Text segment Start Marker

Psychotic State

Psychotic-State--rev Psychotic State  (2014)    YoungProductions/Horror-Thriller    RT: 131 minutes    Unrated (graphic violence, gore, language, bullying, nudity, some sexual content)    Director: Derek Young    Screenplay: Derek Young and William Pattison    Music: Nurse Hatchet    Cinematography: Andrew Seymour and Derek Young    Release date: March 1, 2014 (US)    Cast: Derek Young, Adam Ginsberg, John Rutland, Denise Greenfield, John R. Price II, Myron Smith, Conrad Brooks, John Birmingham, Greg Russell Tiderington, Asuncion Ramos Jr., Alex O’Neal, Tristan Trani, Robert Held, Gabriel O’Neal, Amanda Konkin.


 Pretty much anything would be an improvement over Derek Young’s previous work (Midnight Matinee Psycho, Family Property), the key term being “pretty much”. The filmmaker’s utter ineptitude is once again on full display in Psychotic State but this one benefits from some cool gory kill scenes. It’s the lone reason it rates a full star. If not for that, what we’d have is an incoherent revenge thriller about a lifelong bullying victim going on a killing spree. Not that his victims don’t deserve it. Most of them do. The problem (and it’s a biggie) is the sheer incompetence with which Psychotic State is made. Three movies in and Young still has no idea what he’s doing. Okay, that’s a bit too harsh. He knows what he’s doing; he just does it very poorly.

psychotic state All his life, David (Young) has been the target of bullies. He’s a constant source of embarrassment for his adoptive father (Rutland) whose abusiveness gets worse after the death of his terminally ill wife. He blames David because of all the money they spent on therapy for him. David finally snaps and kills his father. In one of those instances of good fortune that only happens in movies, he leaves everything to his son. As it turns out, he has $3 million stashed in a safety deposit box and owns a strip club. David continues killing his tormentors including a girl who rejected him in high school (she laughed in his face when he asked her out). Naturally, the local cops have no idea who’s killing all these people. David also finds time to begin a romance with some woman whose name I can’t recall. Not that it matters since this aspect of the story goes underdeveloped.

Text segment End Marker
Data extracts Start Marker

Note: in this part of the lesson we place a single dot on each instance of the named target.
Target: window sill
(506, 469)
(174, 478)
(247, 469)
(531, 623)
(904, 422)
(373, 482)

Data extracts End Marker

Brief 1 –
Answer these questions using the Psychotic State review:
(a) What is the film's running time?
(b) Who is credited with the music?
(c) How much money does David's father have in a safety deposit box?
Brief 2 – Write the next part of the Psychotic State review, picking up after its last sentence.
The listing comes from a separate source and has nothing to do with the Psychotic State review.

Output 1 –
(a) 131 minutes
(b) Nurse Hatchet
(c) $3 million

Output 2 –
 As if a convoluted narrative isn’t enough, there’s no resolution at the end. Psychotic State just stops at the 104-minute mark. The remaining 20 minutes consist of various celebrities speaking out against bullying. The guest list includes PJ Soles, Linnea Quigley, David Naughton, Camille Keaton, Lloyd Kaufman and wrestler Jake the Snake who actually threatens bullies (“I’ll find you!”). Hey, I’m all for movies (or any form of entertainment) that deliver an anti-bullying message. As a victim of bullying in my childhood and early teens, I totally sympathize with David and cheer him on. I love the idea of bullies being slaughtered by an angry, unhinged victim. If only Psychotic State was a good movie.

 Filmed on video, Psychotic State has the look of a home movie. The cinematography is, at times, blurry and the colors are washed-out. The acting is just plain awful. The editing is sloppy. This movie is very badly made. Sometimes it’s just ridiculous. Why is there a guy dressed as a chicken at the field party? I have no idea and the movie never explains it. The gore effects are okay but that’s all Psychotic State has going for it. Still, it’s marginally better than Young’s other movies. It doesn’t make it watchable just less objectionable. That’s about as much praise I can muster. Watch at your own risk.